### EXERCISE REQUIREMENTS
Count the lines in the items below that contain the word "skier", and give only that number.

### DATASET ENTRIES

☆ ☆ ☆ ☆

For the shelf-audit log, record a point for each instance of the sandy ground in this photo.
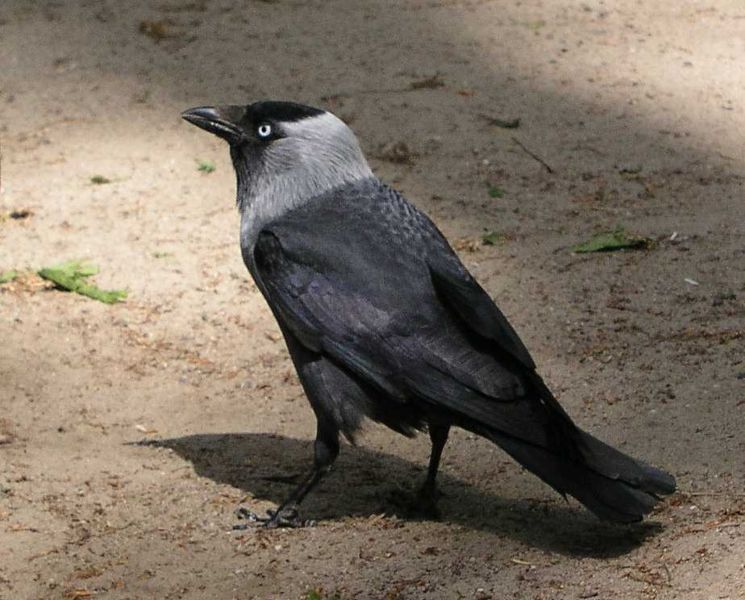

☆ ☆ ☆ ☆

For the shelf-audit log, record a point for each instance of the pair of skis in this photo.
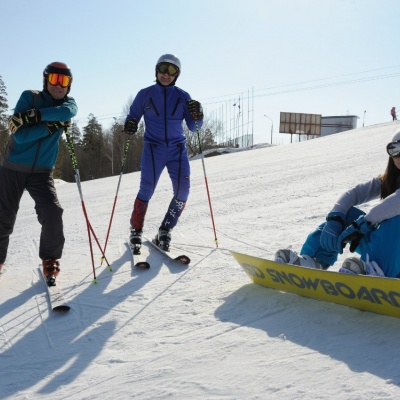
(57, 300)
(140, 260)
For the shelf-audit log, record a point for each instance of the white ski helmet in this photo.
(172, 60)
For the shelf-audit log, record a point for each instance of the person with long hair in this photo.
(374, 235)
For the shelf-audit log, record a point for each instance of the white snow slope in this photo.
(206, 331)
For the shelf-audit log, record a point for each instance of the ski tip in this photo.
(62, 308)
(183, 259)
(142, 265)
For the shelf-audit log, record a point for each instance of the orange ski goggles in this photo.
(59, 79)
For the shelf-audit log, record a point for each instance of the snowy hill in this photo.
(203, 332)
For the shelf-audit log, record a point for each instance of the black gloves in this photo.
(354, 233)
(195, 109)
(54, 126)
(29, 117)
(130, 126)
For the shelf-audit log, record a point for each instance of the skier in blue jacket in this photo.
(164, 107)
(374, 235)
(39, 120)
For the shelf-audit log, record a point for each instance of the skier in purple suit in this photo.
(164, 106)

☆ ☆ ☆ ☆

### COMPLETE ANSWER
2